--- Input material ---
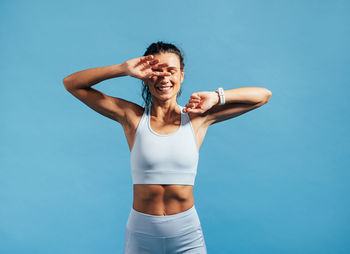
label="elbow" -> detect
[62,76,71,90]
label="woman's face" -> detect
[146,53,184,100]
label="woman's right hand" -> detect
[123,55,171,80]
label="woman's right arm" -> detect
[63,56,170,124]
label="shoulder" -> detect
[125,103,146,126]
[185,109,209,130]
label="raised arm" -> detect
[184,87,272,125]
[63,55,171,123]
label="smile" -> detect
[157,86,174,93]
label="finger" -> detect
[139,55,154,64]
[186,108,204,113]
[148,59,159,65]
[191,93,200,99]
[157,63,169,68]
[153,72,171,77]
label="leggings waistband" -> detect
[126,205,200,237]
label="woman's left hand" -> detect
[183,92,219,113]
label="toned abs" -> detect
[133,184,194,216]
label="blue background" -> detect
[0,0,350,254]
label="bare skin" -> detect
[123,102,208,216]
[63,53,272,216]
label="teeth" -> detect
[158,86,171,91]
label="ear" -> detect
[180,70,185,83]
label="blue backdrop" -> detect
[0,0,350,254]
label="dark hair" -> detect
[142,41,185,106]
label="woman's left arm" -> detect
[184,87,272,125]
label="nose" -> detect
[159,76,170,84]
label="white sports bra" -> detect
[130,105,199,185]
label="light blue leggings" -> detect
[124,205,207,254]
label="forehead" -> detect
[154,53,180,69]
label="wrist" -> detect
[213,91,220,105]
[215,87,226,105]
[117,62,129,76]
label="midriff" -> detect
[133,184,194,216]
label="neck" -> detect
[151,100,181,122]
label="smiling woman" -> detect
[63,42,271,254]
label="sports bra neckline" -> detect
[147,105,184,137]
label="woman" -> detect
[63,42,271,254]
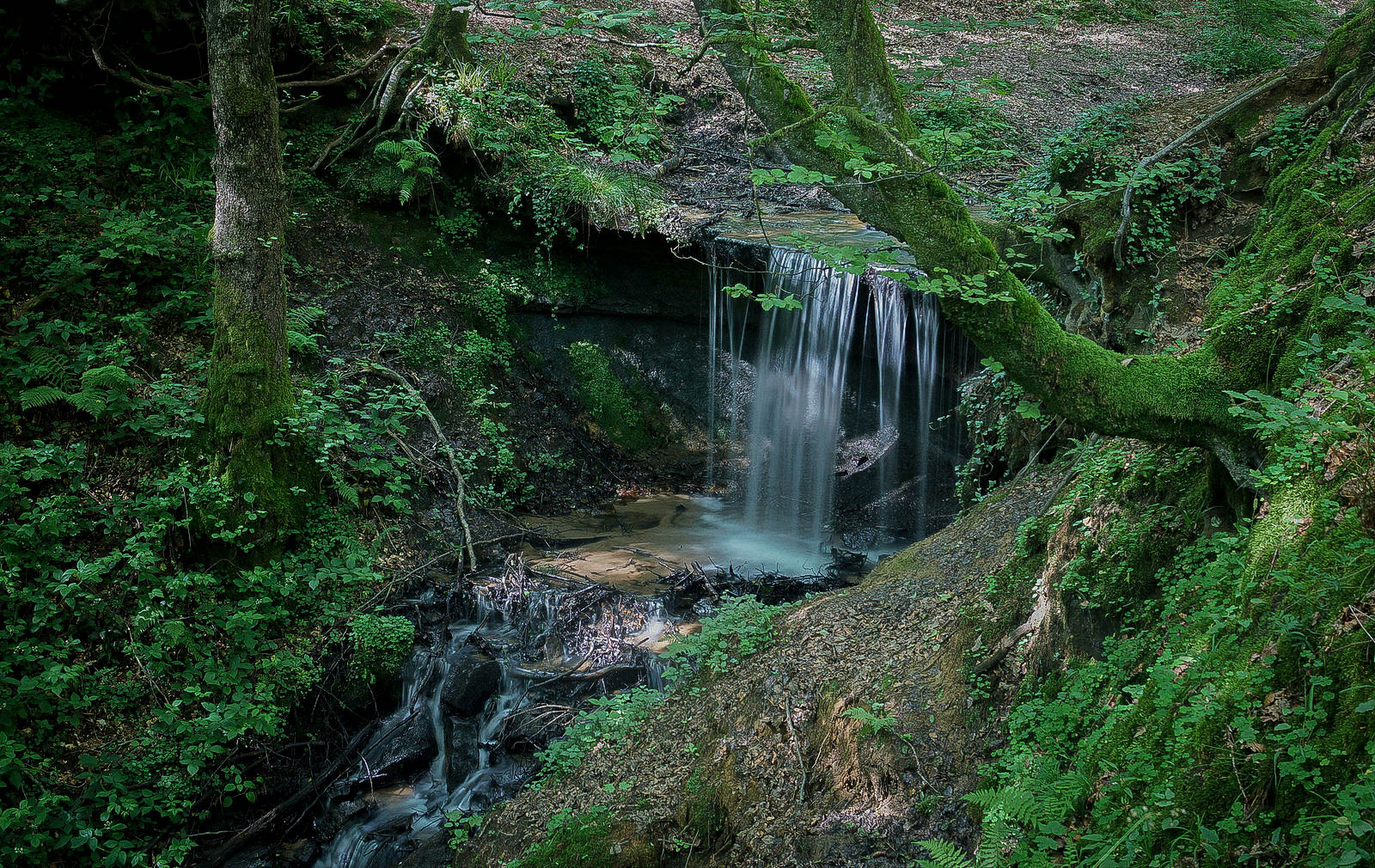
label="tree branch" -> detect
[696,0,1251,455]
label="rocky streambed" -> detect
[260,495,869,868]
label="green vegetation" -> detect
[506,808,612,868]
[534,596,785,787]
[568,341,649,449]
[0,0,1375,868]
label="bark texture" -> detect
[694,0,1375,476]
[204,0,298,534]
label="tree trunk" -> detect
[204,0,300,538]
[694,0,1375,476]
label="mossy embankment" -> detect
[456,14,1375,865]
[456,472,1056,865]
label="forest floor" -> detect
[450,0,1238,213]
[458,468,1060,868]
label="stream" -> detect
[273,229,968,868]
[301,495,855,868]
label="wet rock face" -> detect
[353,707,438,787]
[440,649,502,718]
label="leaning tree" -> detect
[694,0,1375,480]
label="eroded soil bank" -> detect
[448,469,1057,866]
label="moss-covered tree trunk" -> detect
[694,0,1375,476]
[204,0,298,538]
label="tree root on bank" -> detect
[969,435,1098,677]
[363,362,477,572]
[1112,73,1288,271]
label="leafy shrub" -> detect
[0,84,411,868]
[506,806,614,868]
[349,614,415,684]
[272,0,406,62]
[662,594,786,684]
[1191,0,1329,77]
[534,687,664,787]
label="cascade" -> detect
[706,248,944,547]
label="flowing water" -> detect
[706,248,944,552]
[303,237,968,868]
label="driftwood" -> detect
[1112,76,1287,271]
[364,362,477,571]
[971,435,1098,675]
[198,724,376,868]
[510,665,639,688]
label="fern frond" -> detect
[81,364,133,394]
[917,840,974,868]
[286,304,325,332]
[25,344,76,389]
[974,806,1018,868]
[286,304,325,355]
[19,385,71,410]
[67,392,110,415]
[964,787,1041,825]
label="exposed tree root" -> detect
[1112,74,1288,271]
[364,362,477,572]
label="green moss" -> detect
[568,341,649,449]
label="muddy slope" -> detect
[456,472,1057,866]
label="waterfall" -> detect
[745,249,859,539]
[706,248,944,546]
[903,293,940,539]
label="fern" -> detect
[373,139,438,205]
[25,344,76,391]
[286,304,325,355]
[81,364,133,394]
[19,385,67,410]
[964,787,1049,825]
[19,364,133,417]
[917,840,975,868]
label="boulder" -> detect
[440,649,502,718]
[353,705,438,787]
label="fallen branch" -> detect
[1112,76,1287,271]
[971,435,1098,677]
[199,724,376,868]
[364,362,477,572]
[277,43,396,91]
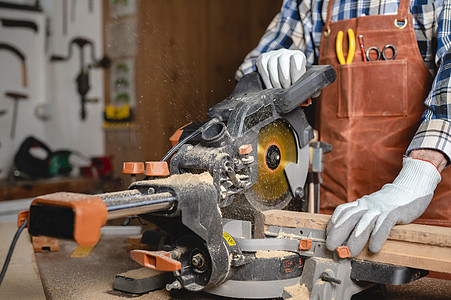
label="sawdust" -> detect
[276,232,303,240]
[284,283,310,300]
[255,250,293,258]
[157,172,213,185]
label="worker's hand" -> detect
[326,158,441,257]
[256,49,306,89]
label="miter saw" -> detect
[15,66,430,299]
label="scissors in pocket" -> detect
[335,28,355,65]
[366,44,398,61]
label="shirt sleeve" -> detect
[407,1,451,165]
[235,0,305,80]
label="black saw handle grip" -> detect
[274,65,337,114]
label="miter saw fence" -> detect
[19,66,342,294]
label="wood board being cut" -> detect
[257,210,451,273]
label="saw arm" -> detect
[22,66,335,291]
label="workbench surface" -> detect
[0,223,451,300]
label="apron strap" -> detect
[323,0,410,36]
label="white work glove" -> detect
[326,158,441,257]
[255,49,306,89]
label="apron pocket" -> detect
[337,59,408,118]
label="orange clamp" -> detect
[336,246,351,258]
[299,239,312,250]
[144,161,169,177]
[238,144,252,155]
[122,162,144,175]
[130,250,182,272]
[169,122,193,147]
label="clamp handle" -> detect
[130,250,182,272]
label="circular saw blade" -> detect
[245,120,297,211]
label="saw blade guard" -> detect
[244,119,308,211]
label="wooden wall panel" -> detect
[107,0,282,184]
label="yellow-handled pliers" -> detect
[335,28,355,65]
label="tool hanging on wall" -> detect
[0,43,27,87]
[50,37,110,120]
[0,18,38,33]
[5,92,28,139]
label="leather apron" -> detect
[316,0,451,225]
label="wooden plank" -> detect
[261,210,451,273]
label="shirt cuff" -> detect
[406,119,451,166]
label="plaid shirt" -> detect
[236,0,451,163]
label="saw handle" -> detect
[274,65,337,114]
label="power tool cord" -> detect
[0,220,28,285]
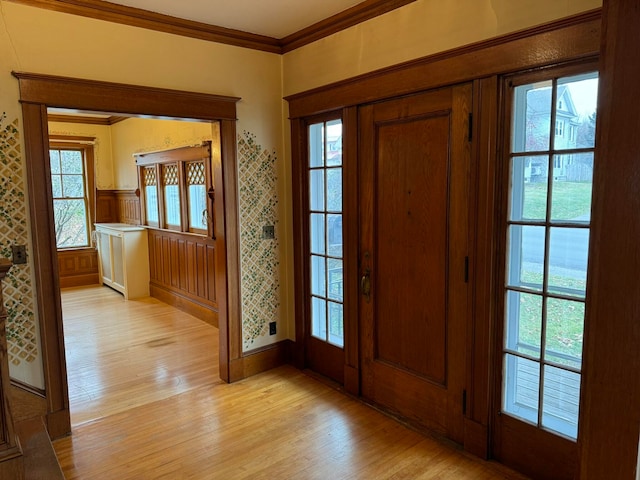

--- Task to carry out ---
Can you rewrite the material above, replacing every "leggings" with "tights" and changing nothing else? Omit the pictures from your answer.

--- Solution for this problem ---
label="elbow" -> detect
[62,76,71,90]
label="woman's face" -> detect
[146,53,184,100]
label="woman's right hand" -> detect
[123,55,171,80]
label="woman's right arm" -> detect
[63,56,170,124]
label="shoulder" -> detect
[125,103,146,126]
[185,109,209,130]
label="raised arm" -> detect
[184,87,272,125]
[63,55,171,123]
label="smile" -> detect
[157,86,174,93]
label="finger" -> detect
[139,55,154,64]
[186,108,204,113]
[148,59,159,65]
[191,93,200,99]
[157,63,169,68]
[153,72,171,77]
label="tights waistband" -> detect
[126,205,200,237]
label="woman's left hand" -> detect
[183,92,219,113]
label="toned abs" -> detect
[133,184,194,216]
label="blue background" -> detect
[0,0,350,254]
label="bare skin" -> detect
[123,102,208,216]
[63,53,272,216]
label="teeth" -> detect
[158,86,171,91]
label="ear" -> detect
[180,70,185,83]
label="blue backdrop" -> detect
[0,0,350,254]
label="dark hair" -> detect
[142,41,185,106]
label="woman's left arm" -> detect
[184,87,272,125]
label="nose" -> detect
[159,76,170,84]
label="white sports bra" -> detect
[130,105,199,185]
label="light blue tights" -> detect
[124,205,207,254]
label="forehead" -> detect
[154,53,180,69]
label="wrist" -> detect
[213,91,220,105]
[215,87,226,105]
[117,62,129,76]
label="midriff" -> detect
[133,184,194,216]
label="neck" -> detect
[151,100,181,122]
label="smiling woman" -> detect
[63,42,271,254]
label="sports bra neckline" -> detect
[147,105,184,137]
label="woman" -> detect
[63,42,271,254]
label="tree branch" -> detect
[696,0,1251,455]
label="rocky streambed" -> detect
[260,495,869,868]
label="green vegetation" -> detect
[506,808,612,868]
[534,596,785,787]
[568,341,649,449]
[0,0,1375,868]
label="bark texture" -> detect
[694,0,1375,476]
[204,0,298,534]
label="tree trunk" -> detect
[204,0,300,538]
[694,0,1375,476]
label="mossy embankment" -> detect
[456,14,1375,865]
[456,472,1056,865]
label="forest floor" -> detect
[450,0,1238,213]
[458,468,1060,868]
label="stream" -> detect
[273,229,968,868]
[301,495,855,868]
label="wet rock face" -> detect
[353,707,438,787]
[440,649,502,718]
label="leaning tree" -> detect
[694,0,1375,480]
label="eroded soil bank" -> detect
[448,469,1057,866]
label="moss-covered tree trunk" -> detect
[694,0,1375,476]
[204,0,298,538]
label="tree root on bank" -> detect
[969,435,1098,677]
[363,362,477,572]
[1112,73,1288,271]
label="leafy shrub" -> detect
[0,84,411,868]
[506,806,614,868]
[349,614,415,684]
[272,0,406,62]
[662,594,786,684]
[1191,0,1329,77]
[534,687,664,787]
label="cascade" -> detect
[706,248,944,547]
label="flowing water" -> detect
[706,248,944,552]
[303,237,968,868]
label="driftwood" -> detect
[1112,76,1287,271]
[364,362,477,571]
[971,435,1098,675]
[198,724,376,868]
[510,665,639,688]
label="fern frond" -> detect
[81,364,133,394]
[917,840,974,868]
[286,304,325,332]
[25,344,76,389]
[974,806,1018,868]
[286,304,325,355]
[19,385,71,410]
[67,392,110,415]
[964,787,1041,825]
label="exposed tree root" -> detect
[1112,74,1288,271]
[364,362,477,572]
label="green moss" -> detect
[568,341,649,449]
label="muddy slope" -> detect
[456,472,1057,866]
label="waterfall" -> detect
[745,249,859,539]
[706,248,944,546]
[903,293,940,539]
label="fern" -> detect
[373,139,438,205]
[25,344,76,391]
[286,304,325,355]
[81,364,133,394]
[19,385,67,410]
[964,787,1049,825]
[19,364,133,417]
[917,840,975,868]
label="boulder" -> detect
[440,649,502,718]
[353,705,438,787]
label="fallen branch" -> detect
[1112,76,1287,271]
[971,435,1098,677]
[199,724,376,868]
[364,362,477,572]
[277,43,396,91]
label="sawdust" -> detect
[276,232,303,240]
[284,283,310,300]
[255,250,293,258]
[157,172,213,185]
label="worker's hand" -> detect
[326,158,441,257]
[256,49,306,89]
label="miter saw" -> detect
[15,66,430,299]
label="scissors in pocket" -> detect
[335,28,355,65]
[366,44,398,61]
label="shirt sleeve" -> detect
[407,1,451,165]
[235,0,305,80]
label="black saw handle grip" -> detect
[274,65,337,114]
label="miter saw fence" -> detect
[19,66,342,294]
label="wood board being cut" -> detect
[257,210,451,273]
label="saw arm" -> detect
[22,66,335,291]
label="workbench surface" -> detect
[0,223,451,300]
label="apron strap" -> detect
[323,0,410,36]
label="white work glove" -> detect
[326,158,441,257]
[255,49,306,89]
label="apron pocket" -> detect
[337,59,408,118]
label="orange clamp" -> detect
[336,246,351,258]
[299,239,312,250]
[144,161,169,177]
[238,144,252,155]
[122,162,144,175]
[130,250,182,272]
[169,122,193,147]
label="clamp handle" -> detect
[130,250,182,272]
label="circular saw blade" -> detect
[245,120,297,211]
label="saw blade guard" -> detect
[244,119,308,211]
label="wooden wall panel" -> detect
[107,0,282,184]
label="yellow-handled pliers" -> detect
[335,28,355,65]
label="tool hanging on wall" -> detect
[0,43,27,87]
[50,37,110,120]
[0,18,38,33]
[5,92,28,139]
label="leather apron" -> detect
[316,0,451,225]
label="wooden plank" -> detect
[261,210,451,273]
label="shirt cuff" -> detect
[406,119,451,166]
label="plaid shirt" -> detect
[236,0,451,163]
label="saw handle" -> detect
[274,65,337,114]
label="power tool cord" -> detect
[0,220,28,285]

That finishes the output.